What you are asked to do:
Take the data below and copy exactly the lines starting at the one with "positive clicks: (363, 225) (357, 179)" and finishing at the one with "negative clicks: (115, 358) (61, 256)", both included.

Data supplied:

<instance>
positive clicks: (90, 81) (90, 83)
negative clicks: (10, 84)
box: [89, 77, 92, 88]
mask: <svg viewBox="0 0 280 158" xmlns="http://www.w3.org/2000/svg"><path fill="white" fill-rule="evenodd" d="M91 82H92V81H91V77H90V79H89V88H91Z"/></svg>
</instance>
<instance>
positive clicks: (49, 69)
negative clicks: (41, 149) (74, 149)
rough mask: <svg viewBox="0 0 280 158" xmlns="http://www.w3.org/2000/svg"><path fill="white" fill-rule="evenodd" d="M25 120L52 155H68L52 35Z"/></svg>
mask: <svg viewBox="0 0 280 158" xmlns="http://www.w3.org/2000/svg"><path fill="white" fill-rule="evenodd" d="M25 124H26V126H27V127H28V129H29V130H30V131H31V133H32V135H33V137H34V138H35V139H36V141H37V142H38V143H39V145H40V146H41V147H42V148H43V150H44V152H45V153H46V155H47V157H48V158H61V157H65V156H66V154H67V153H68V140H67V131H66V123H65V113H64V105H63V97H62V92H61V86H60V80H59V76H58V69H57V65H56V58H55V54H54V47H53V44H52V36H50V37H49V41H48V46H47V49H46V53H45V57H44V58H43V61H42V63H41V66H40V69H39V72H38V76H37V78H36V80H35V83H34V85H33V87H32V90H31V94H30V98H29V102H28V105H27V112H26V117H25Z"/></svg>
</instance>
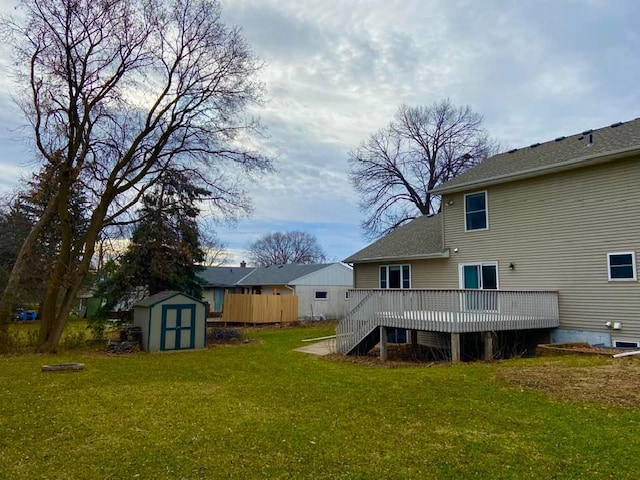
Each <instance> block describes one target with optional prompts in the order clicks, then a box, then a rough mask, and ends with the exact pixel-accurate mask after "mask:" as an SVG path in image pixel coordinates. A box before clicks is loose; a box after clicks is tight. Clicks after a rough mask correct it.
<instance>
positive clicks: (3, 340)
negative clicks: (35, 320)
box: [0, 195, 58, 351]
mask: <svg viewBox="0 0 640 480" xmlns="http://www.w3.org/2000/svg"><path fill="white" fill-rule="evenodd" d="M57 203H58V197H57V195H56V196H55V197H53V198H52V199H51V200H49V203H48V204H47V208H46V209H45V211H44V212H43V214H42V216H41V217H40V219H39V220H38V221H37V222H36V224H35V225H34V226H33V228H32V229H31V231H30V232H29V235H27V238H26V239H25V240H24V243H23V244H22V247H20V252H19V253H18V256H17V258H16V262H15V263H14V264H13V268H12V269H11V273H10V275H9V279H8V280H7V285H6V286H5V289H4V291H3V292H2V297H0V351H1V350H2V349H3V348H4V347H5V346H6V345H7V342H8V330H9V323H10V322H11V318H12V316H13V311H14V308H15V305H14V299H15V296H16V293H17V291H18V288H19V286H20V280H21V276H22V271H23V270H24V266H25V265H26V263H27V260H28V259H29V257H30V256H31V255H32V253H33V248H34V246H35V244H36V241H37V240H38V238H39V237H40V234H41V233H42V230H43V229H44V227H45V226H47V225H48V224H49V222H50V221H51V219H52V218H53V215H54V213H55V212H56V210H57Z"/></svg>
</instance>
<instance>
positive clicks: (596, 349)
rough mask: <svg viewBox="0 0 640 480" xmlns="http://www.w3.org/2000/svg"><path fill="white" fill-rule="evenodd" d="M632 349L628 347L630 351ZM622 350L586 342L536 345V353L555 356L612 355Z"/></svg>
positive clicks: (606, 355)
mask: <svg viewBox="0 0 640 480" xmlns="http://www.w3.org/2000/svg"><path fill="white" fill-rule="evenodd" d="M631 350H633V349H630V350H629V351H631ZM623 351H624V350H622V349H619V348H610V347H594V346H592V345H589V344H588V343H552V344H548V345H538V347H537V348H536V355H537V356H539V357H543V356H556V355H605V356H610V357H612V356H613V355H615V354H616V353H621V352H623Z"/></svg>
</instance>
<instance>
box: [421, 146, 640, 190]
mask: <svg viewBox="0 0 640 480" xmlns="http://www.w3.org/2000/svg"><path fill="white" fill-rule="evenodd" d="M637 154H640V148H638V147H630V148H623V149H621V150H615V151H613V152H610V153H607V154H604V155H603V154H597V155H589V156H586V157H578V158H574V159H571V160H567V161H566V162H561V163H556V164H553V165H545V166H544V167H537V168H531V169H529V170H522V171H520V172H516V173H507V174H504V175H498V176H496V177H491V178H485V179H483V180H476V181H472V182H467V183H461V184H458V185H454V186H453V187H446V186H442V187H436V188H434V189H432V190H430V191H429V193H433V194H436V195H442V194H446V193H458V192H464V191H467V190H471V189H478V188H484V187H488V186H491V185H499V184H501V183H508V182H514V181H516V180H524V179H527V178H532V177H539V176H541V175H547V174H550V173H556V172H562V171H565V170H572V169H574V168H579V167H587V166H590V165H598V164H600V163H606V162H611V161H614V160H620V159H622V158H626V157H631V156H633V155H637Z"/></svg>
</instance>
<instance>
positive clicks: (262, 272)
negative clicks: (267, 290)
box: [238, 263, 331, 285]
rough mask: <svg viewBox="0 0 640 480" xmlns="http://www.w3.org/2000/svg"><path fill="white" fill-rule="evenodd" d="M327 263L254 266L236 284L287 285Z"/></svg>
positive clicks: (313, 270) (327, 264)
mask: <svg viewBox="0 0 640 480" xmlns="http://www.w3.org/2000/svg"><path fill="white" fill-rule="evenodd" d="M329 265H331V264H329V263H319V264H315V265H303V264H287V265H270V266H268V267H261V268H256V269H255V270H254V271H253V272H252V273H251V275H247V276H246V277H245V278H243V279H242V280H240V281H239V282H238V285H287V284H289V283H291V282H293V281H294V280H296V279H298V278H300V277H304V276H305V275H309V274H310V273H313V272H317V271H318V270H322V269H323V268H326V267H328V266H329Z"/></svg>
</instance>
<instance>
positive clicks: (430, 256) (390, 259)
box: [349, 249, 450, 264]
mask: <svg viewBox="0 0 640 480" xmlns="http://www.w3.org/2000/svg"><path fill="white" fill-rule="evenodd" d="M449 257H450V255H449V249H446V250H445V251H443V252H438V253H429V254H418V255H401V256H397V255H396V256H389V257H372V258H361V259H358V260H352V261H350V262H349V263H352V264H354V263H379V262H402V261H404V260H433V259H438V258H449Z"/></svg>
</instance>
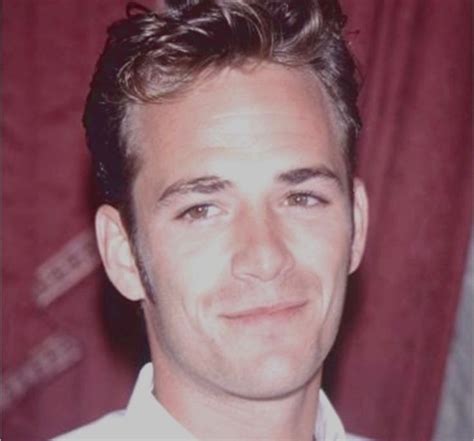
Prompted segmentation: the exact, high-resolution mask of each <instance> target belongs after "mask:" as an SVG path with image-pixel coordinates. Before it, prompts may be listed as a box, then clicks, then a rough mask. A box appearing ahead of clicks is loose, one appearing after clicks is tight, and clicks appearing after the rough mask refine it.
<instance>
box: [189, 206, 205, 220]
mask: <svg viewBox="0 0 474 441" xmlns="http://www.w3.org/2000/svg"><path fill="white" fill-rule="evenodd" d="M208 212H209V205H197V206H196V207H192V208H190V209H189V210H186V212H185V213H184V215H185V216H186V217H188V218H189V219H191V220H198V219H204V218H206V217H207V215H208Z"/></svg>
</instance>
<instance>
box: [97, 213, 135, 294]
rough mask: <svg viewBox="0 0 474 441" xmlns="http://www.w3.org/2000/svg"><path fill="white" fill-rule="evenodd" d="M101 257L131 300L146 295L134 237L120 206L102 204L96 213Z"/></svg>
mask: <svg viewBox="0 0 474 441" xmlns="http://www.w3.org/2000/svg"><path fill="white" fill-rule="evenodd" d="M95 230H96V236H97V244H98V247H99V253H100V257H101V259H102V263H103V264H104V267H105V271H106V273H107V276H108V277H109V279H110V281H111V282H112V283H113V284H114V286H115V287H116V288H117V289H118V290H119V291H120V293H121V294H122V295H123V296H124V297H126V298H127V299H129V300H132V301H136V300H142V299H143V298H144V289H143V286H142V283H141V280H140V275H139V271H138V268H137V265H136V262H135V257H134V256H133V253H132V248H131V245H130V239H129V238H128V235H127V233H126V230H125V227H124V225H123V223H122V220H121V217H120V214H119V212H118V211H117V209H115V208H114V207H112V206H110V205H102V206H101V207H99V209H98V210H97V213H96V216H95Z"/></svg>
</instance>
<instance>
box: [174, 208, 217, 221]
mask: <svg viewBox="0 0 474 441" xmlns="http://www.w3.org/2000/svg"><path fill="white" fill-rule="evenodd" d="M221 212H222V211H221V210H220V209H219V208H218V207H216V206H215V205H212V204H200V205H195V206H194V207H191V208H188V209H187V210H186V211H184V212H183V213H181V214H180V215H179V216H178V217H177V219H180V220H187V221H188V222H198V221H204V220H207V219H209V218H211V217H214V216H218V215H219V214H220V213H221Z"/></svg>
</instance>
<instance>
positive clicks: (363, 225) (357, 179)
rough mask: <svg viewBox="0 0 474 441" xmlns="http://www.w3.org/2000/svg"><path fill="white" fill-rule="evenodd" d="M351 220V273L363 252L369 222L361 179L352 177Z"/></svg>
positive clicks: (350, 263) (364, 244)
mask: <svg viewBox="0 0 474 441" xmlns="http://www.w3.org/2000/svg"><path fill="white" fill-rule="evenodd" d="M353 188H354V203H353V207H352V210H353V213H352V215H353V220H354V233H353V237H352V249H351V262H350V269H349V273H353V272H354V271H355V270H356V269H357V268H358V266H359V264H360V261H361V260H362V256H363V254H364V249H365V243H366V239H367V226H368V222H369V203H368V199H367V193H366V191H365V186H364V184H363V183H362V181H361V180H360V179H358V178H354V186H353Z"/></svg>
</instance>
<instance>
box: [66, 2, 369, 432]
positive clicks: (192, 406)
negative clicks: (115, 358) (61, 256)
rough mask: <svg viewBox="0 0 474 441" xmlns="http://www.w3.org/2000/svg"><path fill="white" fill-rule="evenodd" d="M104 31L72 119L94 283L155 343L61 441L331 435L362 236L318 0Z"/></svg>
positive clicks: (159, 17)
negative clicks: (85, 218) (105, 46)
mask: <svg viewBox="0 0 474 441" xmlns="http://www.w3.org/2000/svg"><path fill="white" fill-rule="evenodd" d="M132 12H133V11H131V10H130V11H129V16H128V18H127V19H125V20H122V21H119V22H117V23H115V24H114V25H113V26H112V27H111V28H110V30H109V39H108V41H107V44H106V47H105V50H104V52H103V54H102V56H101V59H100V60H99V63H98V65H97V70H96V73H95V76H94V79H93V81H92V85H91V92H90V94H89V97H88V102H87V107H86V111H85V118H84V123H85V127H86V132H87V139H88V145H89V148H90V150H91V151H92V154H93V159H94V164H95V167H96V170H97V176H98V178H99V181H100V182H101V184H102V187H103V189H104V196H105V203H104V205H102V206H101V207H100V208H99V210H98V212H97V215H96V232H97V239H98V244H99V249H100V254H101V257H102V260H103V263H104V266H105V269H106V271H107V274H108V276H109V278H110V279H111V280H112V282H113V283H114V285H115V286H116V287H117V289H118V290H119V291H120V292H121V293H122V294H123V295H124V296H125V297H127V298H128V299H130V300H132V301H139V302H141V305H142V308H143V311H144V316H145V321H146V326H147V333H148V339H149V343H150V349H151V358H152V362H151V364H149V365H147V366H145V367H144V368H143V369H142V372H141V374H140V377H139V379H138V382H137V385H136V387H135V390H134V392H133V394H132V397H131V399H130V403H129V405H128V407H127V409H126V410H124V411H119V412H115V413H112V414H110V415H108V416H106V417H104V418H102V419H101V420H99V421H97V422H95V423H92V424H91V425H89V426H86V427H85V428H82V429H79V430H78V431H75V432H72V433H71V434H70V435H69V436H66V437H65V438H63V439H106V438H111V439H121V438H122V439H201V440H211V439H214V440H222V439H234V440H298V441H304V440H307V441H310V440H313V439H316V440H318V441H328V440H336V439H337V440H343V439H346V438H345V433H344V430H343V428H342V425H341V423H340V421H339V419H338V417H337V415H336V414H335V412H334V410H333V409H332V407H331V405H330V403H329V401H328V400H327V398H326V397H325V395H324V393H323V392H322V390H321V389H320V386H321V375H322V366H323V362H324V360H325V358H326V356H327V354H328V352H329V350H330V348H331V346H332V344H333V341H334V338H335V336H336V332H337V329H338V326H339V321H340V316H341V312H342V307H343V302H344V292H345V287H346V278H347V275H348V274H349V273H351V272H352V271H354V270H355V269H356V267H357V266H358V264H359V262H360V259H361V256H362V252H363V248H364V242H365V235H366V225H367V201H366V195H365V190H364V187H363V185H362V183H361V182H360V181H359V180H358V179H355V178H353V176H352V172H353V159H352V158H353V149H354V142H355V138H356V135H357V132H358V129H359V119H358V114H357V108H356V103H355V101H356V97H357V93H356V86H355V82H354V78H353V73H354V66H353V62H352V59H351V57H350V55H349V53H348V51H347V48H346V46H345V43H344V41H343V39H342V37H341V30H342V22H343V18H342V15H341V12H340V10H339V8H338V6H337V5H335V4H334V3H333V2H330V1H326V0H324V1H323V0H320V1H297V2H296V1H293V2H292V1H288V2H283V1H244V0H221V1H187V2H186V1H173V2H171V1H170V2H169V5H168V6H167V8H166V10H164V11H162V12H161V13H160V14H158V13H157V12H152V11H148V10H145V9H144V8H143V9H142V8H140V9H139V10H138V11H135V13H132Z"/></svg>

Expected answer:
positive clicks: (363, 225) (357, 179)
rough mask: <svg viewBox="0 0 474 441" xmlns="http://www.w3.org/2000/svg"><path fill="white" fill-rule="evenodd" d="M351 220V273L363 252L369 222L361 179L352 177Z"/></svg>
positive clicks: (350, 263) (364, 244)
mask: <svg viewBox="0 0 474 441" xmlns="http://www.w3.org/2000/svg"><path fill="white" fill-rule="evenodd" d="M353 188H354V203H353V207H352V210H353V213H352V215H353V220H354V233H353V237H352V249H351V262H350V269H349V273H353V272H354V271H355V270H356V269H357V268H358V266H359V264H360V261H361V260H362V256H363V254H364V249H365V243H366V239H367V226H368V222H369V203H368V199H367V193H366V191H365V186H364V184H363V183H362V181H361V180H360V179H358V178H354V186H353Z"/></svg>
</instance>
<instance>
box: [66, 2, 369, 432]
positive clicks: (192, 406)
negative clicks: (115, 358) (61, 256)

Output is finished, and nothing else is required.